======== Exercise material
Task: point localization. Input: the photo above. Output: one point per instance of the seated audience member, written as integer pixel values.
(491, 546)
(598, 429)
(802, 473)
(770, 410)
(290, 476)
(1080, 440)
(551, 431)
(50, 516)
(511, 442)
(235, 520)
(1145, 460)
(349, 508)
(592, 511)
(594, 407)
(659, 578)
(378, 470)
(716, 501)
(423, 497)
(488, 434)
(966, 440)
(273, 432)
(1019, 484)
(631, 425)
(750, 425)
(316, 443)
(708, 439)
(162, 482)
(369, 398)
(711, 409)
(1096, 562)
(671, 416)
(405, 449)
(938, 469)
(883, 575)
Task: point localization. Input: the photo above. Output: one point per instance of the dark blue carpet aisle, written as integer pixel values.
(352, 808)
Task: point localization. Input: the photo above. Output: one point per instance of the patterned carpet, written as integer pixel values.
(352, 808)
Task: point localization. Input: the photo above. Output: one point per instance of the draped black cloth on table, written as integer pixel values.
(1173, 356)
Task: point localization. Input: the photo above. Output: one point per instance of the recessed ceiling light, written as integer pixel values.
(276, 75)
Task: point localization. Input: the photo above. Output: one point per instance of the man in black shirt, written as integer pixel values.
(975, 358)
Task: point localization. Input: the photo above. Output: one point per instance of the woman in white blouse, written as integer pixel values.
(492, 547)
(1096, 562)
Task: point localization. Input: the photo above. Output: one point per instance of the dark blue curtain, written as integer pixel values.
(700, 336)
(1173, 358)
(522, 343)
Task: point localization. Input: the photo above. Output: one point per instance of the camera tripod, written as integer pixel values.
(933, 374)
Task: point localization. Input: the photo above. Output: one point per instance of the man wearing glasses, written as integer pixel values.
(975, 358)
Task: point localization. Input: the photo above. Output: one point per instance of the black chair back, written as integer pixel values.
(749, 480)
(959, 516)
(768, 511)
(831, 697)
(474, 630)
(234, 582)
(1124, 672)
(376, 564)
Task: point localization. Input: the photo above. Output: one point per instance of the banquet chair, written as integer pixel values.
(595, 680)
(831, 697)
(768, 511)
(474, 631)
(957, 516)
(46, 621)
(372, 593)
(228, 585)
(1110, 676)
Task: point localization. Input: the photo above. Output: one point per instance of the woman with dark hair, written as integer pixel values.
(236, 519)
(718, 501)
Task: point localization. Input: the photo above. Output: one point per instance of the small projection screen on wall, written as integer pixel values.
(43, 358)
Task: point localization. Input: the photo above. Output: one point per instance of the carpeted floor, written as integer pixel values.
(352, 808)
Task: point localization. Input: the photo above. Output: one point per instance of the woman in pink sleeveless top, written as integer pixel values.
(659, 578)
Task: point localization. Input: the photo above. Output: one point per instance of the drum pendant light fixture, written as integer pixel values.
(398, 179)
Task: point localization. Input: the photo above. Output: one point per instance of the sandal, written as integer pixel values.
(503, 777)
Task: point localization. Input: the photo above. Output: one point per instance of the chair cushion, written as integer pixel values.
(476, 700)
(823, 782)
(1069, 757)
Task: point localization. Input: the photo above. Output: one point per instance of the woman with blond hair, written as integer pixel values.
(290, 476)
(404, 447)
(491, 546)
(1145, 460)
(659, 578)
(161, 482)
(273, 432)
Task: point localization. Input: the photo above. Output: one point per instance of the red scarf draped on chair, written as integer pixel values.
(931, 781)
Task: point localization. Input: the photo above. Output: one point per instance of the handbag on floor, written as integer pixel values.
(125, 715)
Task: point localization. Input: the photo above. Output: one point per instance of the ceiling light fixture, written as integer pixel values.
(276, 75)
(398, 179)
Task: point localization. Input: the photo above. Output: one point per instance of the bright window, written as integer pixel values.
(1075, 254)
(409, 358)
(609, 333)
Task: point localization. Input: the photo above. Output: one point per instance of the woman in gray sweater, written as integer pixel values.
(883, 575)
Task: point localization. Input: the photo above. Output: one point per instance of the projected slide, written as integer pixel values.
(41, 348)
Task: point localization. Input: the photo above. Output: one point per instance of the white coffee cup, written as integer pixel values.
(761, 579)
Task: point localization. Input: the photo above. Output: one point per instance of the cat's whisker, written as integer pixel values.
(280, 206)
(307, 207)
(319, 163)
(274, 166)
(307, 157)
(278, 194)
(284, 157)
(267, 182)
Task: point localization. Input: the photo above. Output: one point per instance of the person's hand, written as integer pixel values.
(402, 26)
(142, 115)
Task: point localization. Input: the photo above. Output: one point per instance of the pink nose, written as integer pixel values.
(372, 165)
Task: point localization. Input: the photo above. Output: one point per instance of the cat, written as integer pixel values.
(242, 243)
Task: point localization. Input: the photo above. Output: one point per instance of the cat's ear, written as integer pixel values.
================
Task goal
Rewrite every line of the data above as a numbered list, omitting any blank lines.

Answer to the task
1. Task: point localization. Input: the photo above. Output: one point per instance of the seated audience member, written as integer pixel values.
2. (491, 546)
3. (598, 429)
4. (802, 473)
5. (770, 410)
6. (290, 476)
7. (1080, 440)
8. (551, 431)
9. (50, 516)
10. (511, 442)
11. (235, 520)
12. (1145, 460)
13. (349, 508)
14. (592, 511)
15. (594, 407)
16. (659, 578)
17. (378, 470)
18. (716, 501)
19. (423, 497)
20. (488, 434)
21. (966, 440)
22. (273, 432)
23. (1019, 484)
24. (631, 425)
25. (750, 425)
26. (316, 443)
27. (708, 439)
28. (162, 482)
29. (369, 398)
30. (711, 409)
31. (1096, 562)
32. (671, 416)
33. (405, 449)
34. (938, 469)
35. (883, 575)
36. Task: point localization. Input: the photo above. Output: one point per instance of the dark blue carpet aisle, written as integer pixel values.
37. (352, 808)
38. Task: point localization. Input: the photo above. Output: one point per instance of the patterned carpet, written as integer pixel values.
39. (352, 808)
40. Task: point localization. Input: the photo above. Output: one point per instance of the draped black cloth on table, written as integer pixel values.
41. (1173, 356)
42. Task: point localization. Input: the photo above. Output: one point per instance of the recessed ceiling light, written as integer pixel values.
43. (276, 75)
44. Task: point localization. Input: the photo above. Output: one point per instance of the man in black shirt, written as integer pixel values.
45. (975, 358)
46. Task: point localization. Input: the photo above. Output: one point per instance of the woman in white blouse, written as integer pixel values.
47. (492, 547)
48. (1096, 562)
49. Task: point localization. Input: the photo above. Output: one point per instance of the dark blue curtain, written as integer pixel values.
50. (700, 336)
51. (1173, 358)
52. (522, 343)
53. Task: point localization. Input: the photo above. Output: one point per instance of the camera tripod, written as integer pixel values.
54. (933, 374)
55. Task: point localization. Input: the photo above. Output: one point per instance of the man wearing glasses, written as integer pixel values.
56. (975, 358)
57. Task: point localization. Input: the photo above. Output: one point per instance of the black chair back, written as integer pixel values.
58. (749, 480)
59. (959, 516)
60. (768, 511)
61. (831, 697)
62. (474, 630)
63. (234, 582)
64. (1124, 672)
65. (376, 564)
66. Task: point localization. Input: the photo above. Output: one point per instance of the banquet chair, written as integer pixel values.
67. (595, 680)
68. (831, 697)
69. (768, 511)
70. (474, 631)
71. (957, 516)
72. (46, 621)
73. (372, 593)
74. (228, 585)
75. (1110, 676)
76. Task: point localization. Input: the photo above. Output: one point per instance of the woman with dark hair, written as integer pixel values.
77. (236, 519)
78. (718, 501)
79. Task: point localization. Input: the photo above. Output: one point per instance of the small projection screen on wall, written as integer pixel values.
80. (43, 358)
81. Task: point localization. Input: the photo above. Output: one point per instance of the carpeted floor, written as integer pixel values.
82. (352, 808)
83. Task: point localization. Input: the photo above. Output: one point per instance of the woman in pink sleeveless top, written as integer pixel values.
84. (659, 578)
85. Task: point localization. Input: the photo above. Output: one point per instance of the drum pendant light fixture, written as integer pixel values.
86. (398, 179)
87. Task: point localization. Input: the photo above. Output: one point per instance of the sandal, written as integer pixel values.
88. (503, 777)
89. Task: point localization. Input: the photo above. Output: one point per instance of the chair cushion, written as integer pixel values.
90. (476, 700)
91. (823, 782)
92. (1069, 757)
93. Task: point localization. Input: the photo above. Output: one point per instance of the woman with blond hair, written as integer pixel values.
94. (290, 476)
95. (404, 447)
96. (491, 546)
97. (1145, 460)
98. (659, 578)
99. (161, 482)
100. (273, 432)
101. Task: point localization. Input: the photo above. Output: one point per instance of the red scarf draped on chair, written as integer pixel values.
102. (931, 781)
103. Task: point localization. Input: the photo above. Output: one point per instance of the handbag on floor, written as integer pixel values.
104. (125, 715)
105. Task: point localization. Input: the photo above. Output: one point per instance of the ceiling light fixture, written as integer pixel values.
106. (276, 75)
107. (398, 179)
108. Task: point localization. Input: the photo above. Output: one point per instance of the bright window, written as integer pixel values.
109. (1075, 254)
110. (409, 358)
111. (609, 333)
112. Task: point localization. Input: the photo above. Output: one point per instance of the woman in gray sweater, written as integer pixel values.
113. (883, 575)
114. Task: point localization. Input: the photo above. Output: one point per instance of the projected slide, written as integer pixel values.
115. (41, 348)
116. Task: point localization. Input: the photo above. Output: one point per instance of the white coffee cup, written as integer pixel values.
117. (761, 579)
118. Task: point localization. Input: the photo above. Output: one point per instance of the cat's whisker, written as integer pixel values.
119. (280, 206)
120. (307, 207)
121. (319, 163)
122. (274, 166)
123. (307, 157)
124. (278, 194)
125. (284, 157)
126. (267, 182)
127. Task: point localization. Input: the photo above. Output: one point per instance of the person's hand, written as integer pixel values.
128. (402, 26)
129. (142, 115)
130. Task: point localization. Input: the photo above. Output: one point per instance of the pink nose, written as integer pixel values.
131. (372, 165)
132. Task: point localization. Input: the photo above. Output: one point per instance of the cat, written as integer pixel values.
133. (242, 243)
134. Task: point localization. Input: the photo above. Output: one point per instance of the cat's ear, written as integer pixel values.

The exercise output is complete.